■ Task goal
The entries below should be output exactly as written.

Listed entries START

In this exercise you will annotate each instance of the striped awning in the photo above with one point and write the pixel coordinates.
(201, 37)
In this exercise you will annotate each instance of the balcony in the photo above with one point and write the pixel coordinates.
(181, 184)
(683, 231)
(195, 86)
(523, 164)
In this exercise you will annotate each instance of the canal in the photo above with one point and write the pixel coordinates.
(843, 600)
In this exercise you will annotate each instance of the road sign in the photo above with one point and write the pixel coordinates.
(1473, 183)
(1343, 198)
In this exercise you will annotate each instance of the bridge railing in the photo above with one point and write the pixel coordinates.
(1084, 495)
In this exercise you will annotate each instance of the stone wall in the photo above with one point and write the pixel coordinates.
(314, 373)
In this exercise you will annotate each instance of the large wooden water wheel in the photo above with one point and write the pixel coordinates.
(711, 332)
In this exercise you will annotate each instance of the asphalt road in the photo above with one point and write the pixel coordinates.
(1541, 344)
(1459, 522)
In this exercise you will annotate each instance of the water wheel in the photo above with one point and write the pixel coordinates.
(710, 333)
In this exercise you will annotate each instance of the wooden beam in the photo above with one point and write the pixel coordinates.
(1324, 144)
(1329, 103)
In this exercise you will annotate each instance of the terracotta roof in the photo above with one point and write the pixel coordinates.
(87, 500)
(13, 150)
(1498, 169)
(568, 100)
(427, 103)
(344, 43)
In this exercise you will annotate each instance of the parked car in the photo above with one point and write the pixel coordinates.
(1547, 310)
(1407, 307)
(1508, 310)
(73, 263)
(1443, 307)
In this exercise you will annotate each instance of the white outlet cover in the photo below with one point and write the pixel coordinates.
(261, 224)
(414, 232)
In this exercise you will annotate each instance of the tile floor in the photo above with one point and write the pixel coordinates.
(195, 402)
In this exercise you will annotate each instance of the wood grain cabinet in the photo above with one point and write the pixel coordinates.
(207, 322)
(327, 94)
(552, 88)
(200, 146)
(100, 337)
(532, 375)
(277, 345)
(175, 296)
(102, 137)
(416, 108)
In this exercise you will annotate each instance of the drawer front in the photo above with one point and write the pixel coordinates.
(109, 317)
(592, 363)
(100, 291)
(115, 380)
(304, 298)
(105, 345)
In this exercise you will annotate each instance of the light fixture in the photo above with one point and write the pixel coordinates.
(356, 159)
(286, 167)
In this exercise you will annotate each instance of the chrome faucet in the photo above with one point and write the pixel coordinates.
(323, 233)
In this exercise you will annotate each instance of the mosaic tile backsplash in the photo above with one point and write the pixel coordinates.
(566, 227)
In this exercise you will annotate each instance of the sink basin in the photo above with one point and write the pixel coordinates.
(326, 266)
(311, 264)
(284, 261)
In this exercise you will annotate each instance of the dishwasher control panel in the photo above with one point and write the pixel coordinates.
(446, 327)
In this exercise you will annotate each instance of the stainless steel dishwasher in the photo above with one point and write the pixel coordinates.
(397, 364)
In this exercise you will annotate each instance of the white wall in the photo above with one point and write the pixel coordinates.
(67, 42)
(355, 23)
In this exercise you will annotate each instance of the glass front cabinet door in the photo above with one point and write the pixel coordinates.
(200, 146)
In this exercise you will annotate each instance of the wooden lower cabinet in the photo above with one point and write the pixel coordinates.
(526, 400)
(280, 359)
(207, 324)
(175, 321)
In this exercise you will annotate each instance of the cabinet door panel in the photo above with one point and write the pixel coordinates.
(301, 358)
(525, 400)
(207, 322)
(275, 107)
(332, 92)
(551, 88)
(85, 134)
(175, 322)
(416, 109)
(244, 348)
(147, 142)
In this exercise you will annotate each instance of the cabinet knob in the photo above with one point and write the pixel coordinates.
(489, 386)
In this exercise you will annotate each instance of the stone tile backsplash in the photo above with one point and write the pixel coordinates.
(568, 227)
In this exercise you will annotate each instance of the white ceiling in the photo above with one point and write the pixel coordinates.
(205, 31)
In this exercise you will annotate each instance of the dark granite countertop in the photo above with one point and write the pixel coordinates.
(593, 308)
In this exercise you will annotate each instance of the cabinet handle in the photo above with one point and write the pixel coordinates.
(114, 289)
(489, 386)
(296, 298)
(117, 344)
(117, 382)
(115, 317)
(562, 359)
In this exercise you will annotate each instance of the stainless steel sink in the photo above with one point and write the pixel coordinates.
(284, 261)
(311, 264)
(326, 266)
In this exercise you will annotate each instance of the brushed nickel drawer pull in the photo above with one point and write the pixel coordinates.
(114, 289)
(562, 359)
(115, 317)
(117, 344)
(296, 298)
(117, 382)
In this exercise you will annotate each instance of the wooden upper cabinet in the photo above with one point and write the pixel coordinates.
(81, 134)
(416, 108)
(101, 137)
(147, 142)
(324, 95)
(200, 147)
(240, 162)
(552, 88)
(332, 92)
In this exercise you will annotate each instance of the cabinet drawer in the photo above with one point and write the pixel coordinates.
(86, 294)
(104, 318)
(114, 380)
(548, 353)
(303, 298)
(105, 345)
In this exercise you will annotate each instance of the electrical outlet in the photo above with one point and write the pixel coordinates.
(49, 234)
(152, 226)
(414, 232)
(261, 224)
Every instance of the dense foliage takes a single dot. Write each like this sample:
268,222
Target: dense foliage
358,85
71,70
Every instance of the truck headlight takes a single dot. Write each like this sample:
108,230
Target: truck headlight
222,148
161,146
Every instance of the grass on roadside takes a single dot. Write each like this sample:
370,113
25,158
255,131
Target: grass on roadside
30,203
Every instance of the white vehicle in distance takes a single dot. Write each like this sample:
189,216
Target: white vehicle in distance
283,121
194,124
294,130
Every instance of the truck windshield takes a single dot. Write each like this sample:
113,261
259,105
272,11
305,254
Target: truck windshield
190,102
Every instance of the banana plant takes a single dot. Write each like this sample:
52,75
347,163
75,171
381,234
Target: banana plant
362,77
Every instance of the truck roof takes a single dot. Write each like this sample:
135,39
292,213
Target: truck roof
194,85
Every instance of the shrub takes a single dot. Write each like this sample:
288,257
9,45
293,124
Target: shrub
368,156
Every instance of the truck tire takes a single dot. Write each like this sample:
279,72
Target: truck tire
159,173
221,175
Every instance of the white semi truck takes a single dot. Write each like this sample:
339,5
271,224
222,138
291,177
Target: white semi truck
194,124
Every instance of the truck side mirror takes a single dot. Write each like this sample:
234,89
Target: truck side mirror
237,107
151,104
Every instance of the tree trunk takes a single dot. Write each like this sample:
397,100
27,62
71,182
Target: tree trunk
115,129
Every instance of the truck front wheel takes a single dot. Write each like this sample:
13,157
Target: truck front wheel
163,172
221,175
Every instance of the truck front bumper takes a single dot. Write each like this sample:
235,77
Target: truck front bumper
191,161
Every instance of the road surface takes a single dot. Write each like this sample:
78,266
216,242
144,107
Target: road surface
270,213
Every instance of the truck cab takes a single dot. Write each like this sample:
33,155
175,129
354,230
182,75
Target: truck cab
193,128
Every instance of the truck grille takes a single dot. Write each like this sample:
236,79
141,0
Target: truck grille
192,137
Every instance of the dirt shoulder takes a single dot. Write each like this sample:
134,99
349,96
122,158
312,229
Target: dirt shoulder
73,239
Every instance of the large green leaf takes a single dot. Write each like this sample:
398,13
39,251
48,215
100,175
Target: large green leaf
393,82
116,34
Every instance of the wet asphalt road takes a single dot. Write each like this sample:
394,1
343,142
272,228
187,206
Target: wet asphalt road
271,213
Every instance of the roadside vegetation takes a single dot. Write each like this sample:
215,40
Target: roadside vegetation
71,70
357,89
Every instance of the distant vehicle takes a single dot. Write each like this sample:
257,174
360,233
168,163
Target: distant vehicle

Listed entries END

■ Task solution
In this exercise you will annotate each instance of the striped awning in the photo above with one point and write the pixel coordinates.
(201, 37)
In this exercise you will annotate each instance of the balcony in the photo above with one point and write the pixel coordinates.
(181, 184)
(683, 231)
(195, 86)
(523, 164)
In this exercise you will annotate each instance of the canal in the photo above with one point and write the pixel coordinates.
(843, 600)
In this exercise you will annotate each instance of the road sign in the photo above with one point and write the pixel coordinates.
(1473, 183)
(1343, 198)
In this exercise you will annotate each instance of the bridge railing in the photo above with one point and write the pixel coordinates.
(1084, 495)
In this exercise you will annotate each instance of the stone wall in the photo above with one point and write the pixel coordinates.
(314, 373)
In this exercise you will annotate each instance of the large wooden water wheel in the photo above with one point and write the pixel coordinates.
(711, 332)
In this exercise you will annotate each instance of the asphalt road in the photo above with one point and write the pixel coordinates.
(1541, 344)
(1459, 522)
In this exercise you will annotate each instance of the water wheel in the photo above with one point and write the pixel coordinates.
(710, 333)
In this exercise you will annotate each instance of the wooden beam in the photo above with one point and write the pixel coordinates.
(1324, 144)
(1329, 103)
In this exercise you will annotate each instance of the terracotta roof in the photo above with one point and write the pixel coordinates.
(87, 500)
(13, 150)
(1498, 169)
(568, 100)
(427, 103)
(344, 43)
In this exercise you will annotate each instance of the parked car in the photo above with one point and write the pixel coordinates.
(1547, 310)
(1407, 307)
(1508, 310)
(73, 263)
(1443, 307)
In this exercise you will annotate each instance of the white outlet cover in the photo below with one point and write the pixel coordinates.
(261, 224)
(414, 232)
In this exercise you will annotate each instance of the tile floor in the photo above with one point and write the pixel coordinates.
(195, 402)
In this exercise you will annotate each instance of the wood grain cabinet in the photo above with one point and write the pixel coordinates.
(207, 322)
(327, 94)
(552, 88)
(200, 146)
(100, 337)
(532, 375)
(277, 345)
(175, 296)
(102, 137)
(416, 108)
In this exercise you will annotate each instance of the drawer front in the photo above with one point and write the pixel coordinates.
(109, 317)
(592, 363)
(100, 291)
(115, 380)
(304, 298)
(105, 345)
In this exercise you will annotate each instance of the light fixture in the photo above with one point and write the pixel coordinates.
(356, 159)
(286, 167)
In this exercise you will annotate each instance of the chrome faucet in the photo above with one point and write the pixel coordinates.
(323, 233)
In this exercise you will annotate each instance of the mosaic tile backsplash in the photo above with one point and write the pixel coordinates.
(566, 227)
In this exercise you will annotate each instance of the sink basin in the photo above with one point and write the pixel coordinates.
(326, 266)
(311, 264)
(284, 261)
In this exercise you will annotate each instance of the dishwasher control panel in the photo above with one point and write the pixel coordinates.
(446, 327)
In this exercise you will annotate each instance of the stainless steel dishwasher in the photo above with one point and write the pixel coordinates.
(397, 364)
In this exercise you will annotate each instance of the white wall in the photo above with one point and write the pixel coordinates.
(67, 42)
(355, 23)
In this exercise you will annotate each instance of the glass front cabinet door in the photo above with one point and write the pixel coordinates.
(200, 146)
In this exercise you will annotate each instance of the wooden lower cabinet in the photo above with one point and write the pixel coordinates.
(526, 400)
(280, 359)
(207, 324)
(175, 321)
In this exercise you will annotate each instance of the cabinet door panel in the photo above with one point and write the pixel coordinates.
(301, 358)
(525, 400)
(207, 322)
(275, 107)
(332, 92)
(551, 88)
(85, 134)
(175, 322)
(416, 109)
(244, 348)
(147, 142)
In this exercise you will annotate each instance of the cabinet knob in the photo above with one point and write the pixel coordinates.
(489, 386)
In this exercise you will annotate each instance of the stone tile backsplash in the photo above with one point and write the pixel coordinates.
(568, 227)
In this exercise you will annotate each instance of the white ceiling in the photo above with one point and write the pixel coordinates.
(205, 31)
In this exercise you will annotate each instance of the dark granite countertop in the photo above with one point and write the pixel coordinates.
(593, 308)
In this exercise you will annotate each instance of the cabinet handle in the photo above with one point and write the pixel coordinates.
(114, 289)
(489, 386)
(296, 298)
(117, 344)
(117, 382)
(115, 317)
(562, 359)
In this exercise you will annotate each instance of the stainless steel sink in the photo above with one point and write the pixel coordinates.
(284, 261)
(311, 264)
(326, 266)
In this exercise you will annotate each instance of the brushed nickel drawer pull in the photo above with one point and write the pixel coordinates.
(114, 289)
(562, 359)
(115, 317)
(117, 344)
(296, 298)
(117, 382)
In this exercise you will annotate each instance of the wooden upper cabinet in the photo above with one point and write the pixel coordinates.
(81, 134)
(416, 108)
(101, 137)
(147, 142)
(324, 95)
(200, 147)
(240, 162)
(552, 88)
(332, 92)
In this exercise you will annotate each instance of the cabinet drawer in the photo above with one point and write the pixel coordinates.
(86, 294)
(104, 318)
(114, 380)
(548, 353)
(303, 298)
(105, 345)
In this exercise you will annotate each instance of the electrical outlet in the photo above with one point and write the pixel coordinates.
(49, 234)
(152, 226)
(414, 232)
(261, 224)
Every instance of the dense foliage takes a single dot. Write each like this sample:
268,222
Target: dense foliage
358,85
71,70
Every instance of the truck headlight takes a single dot. Write each like this sample:
108,230
Target: truck headlight
222,148
161,146
Every instance of the grass on roadside takes a single dot. Write each like this sample:
370,113
25,158
255,131
Target: grass on roadside
30,203
Every instance of the white vehicle in distance takes a single dot. Write each like this sample:
189,216
Target: white vehicle in distance
283,121
194,124
294,130
Every instance of the truck windshield takes a single dot. Write each like this sample:
113,261
259,105
272,11
305,254
Target: truck windshield
190,102
Every instance of the banana plant takes a single dot. Write each like this sample:
52,75
347,163
75,171
381,234
Target: banana plant
362,77
Every instance of the truck roof takes a single dot. Write each like this sample:
135,39
292,213
Target: truck roof
194,85
Every instance of the shrub takes a single dot. Write each like this sample:
288,257
9,45
293,124
Target: shrub
368,156
Every instance of the truck tire takes a single dot. Write each like this sample:
279,72
Target: truck tire
159,173
221,175
Every instance of the white semi truck takes a single dot. Write each like this sample:
339,5
271,224
222,138
291,177
Target: white semi truck
194,124
Every instance of the truck side mirror takes a single dot. Write each like this sample:
234,89
Target: truck side mirror
237,107
151,104
Every instance of the tree trunk takes a single dot. Write each like this sample:
397,100
27,62
71,182
Target: tree trunk
115,129
Every instance of the truck front wheel takes a single dot. Write each like this sample:
13,157
Target: truck front wheel
163,172
221,175
Every instance of the truck front bumper takes a single dot. Write each like this sample:
235,77
Target: truck front bumper
191,161
Every instance of the road surface takes a single dot. Write each like this sample:
78,266
216,242
144,107
Target: road surface
270,213
Every instance of the truck cab takes a single dot. Write each like this sample:
33,155
175,129
354,230
182,75
Target: truck cab
193,128
Every instance of the truck grille takes a single dot. Write each like this sample:
236,79
141,0
Target: truck grille
192,137
Every instance of the dirt shoulder takes a single dot. Write each like this sample:
134,99
349,96
122,158
312,229
Target: dirt shoulder
73,239
Every instance of the large green leaf takes a single dot. Write each like this sample:
398,13
39,251
48,215
100,175
Target: large green leaf
393,82
116,34
Every instance of the wet asphalt road takes a single dot. Write each like this sample:
394,1
343,142
272,228
187,206
Target: wet asphalt road
271,213
Every instance of the roadside vegetation takes a single dot. Write each like this sample:
215,40
Target: roadside vegetation
71,70
357,89
Every instance of the distant vehicle takes a single dot. Write each like this sample:
257,174
360,233
168,163
Target: distant vehicle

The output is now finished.